Pues bien, en tal “carta” podemos encontrar muchas cosas que nos pueden venir muy bien para conocer mejor, al fin y al cabo, nuestra propia historia como pueblo elegido por Dios para transmitir su Palabra y llevarla allí donde no es conocida o donde, si bien se conocida, no es apreciada en cuanto vale.

Por tanto, vamos a traer de traer, a esta serie de título “Al hilo de la Biblia”, aquello que está unido entre sí por haber sido inspirado por Dios mismo a través del Espíritu Santo y, por eso mismo, a nosotros mismos, por ser sus destinatarios últimos.

Por otra parte, es bien cierto que Jesucristo, a lo largo de la llamada “vida pública” se dirigió en múltiples ocasiones a los que querían escucharle e, incluso, a los que preferían tenerlo lejos porque no gustaban con lo que le oían decir.

Sin embargo, en muchas ocasiones Jesús decía lo que era muy importante que se supiera y lo que, sobre todo, sus discípulos tenían que comprender y, también, aprender para luego transmitirlo a los demás.

DATOS RECOPILADOS:
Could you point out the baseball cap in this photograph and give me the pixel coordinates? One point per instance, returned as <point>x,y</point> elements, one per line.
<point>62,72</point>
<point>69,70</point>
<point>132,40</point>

INSTRUCCIONES DE TRABAJO:
(1) Enumera todas las expresiones que aparecen entre comillas en el texto sobre la serie «Al hilo de la Biblia».
(2) Prosigue el texto sobre la serie «Al hilo de la Biblia» a partir de su última oración.

RESPUESTAS ESPERADAS:
(1) “carta”, “Al hilo de la Biblia”, “vida pública”

(2)
Vamos, pues, a traer a esta serie sobre la Santa Biblia parte de aquellos momentos en los que, precisamente, Jesús dijo.

 

La inagotable Agua de Vida

 

Y Jesús dijo… (Jn 4, 13-14)

“Jesús le respondió: Todo el que beba de esta agua,  volverá a tener sed; pero que beba del agua que yo le dé,  no tendrá sed jamás,   sino que el agua que yo le dé  se convertirá en él en fuente   de agua que brota para vida eterna.”

 

Verdaderamente este texto del evangelio de san Juan es maravilloso. Jesús tiene sed y se sienta a descansar. Es un hombre y se cansa como le pasa a cualquier ser humano.

Este episodio, en el que habla con una mujer samaritana, nos muestra mucho acerca de lo que nos importa. Es más, de lo único que debe importarnos si es que queremos vivir, como diría Santa Teresa de Jesús,  para siempre, siempre, siempre.

Decimos que Jesús necesita beber. Sin embargo, hay alguien (y muchos otros también) que tiene otro tipo de sed que sólo puede ser saciada con el Agua que Cristo da.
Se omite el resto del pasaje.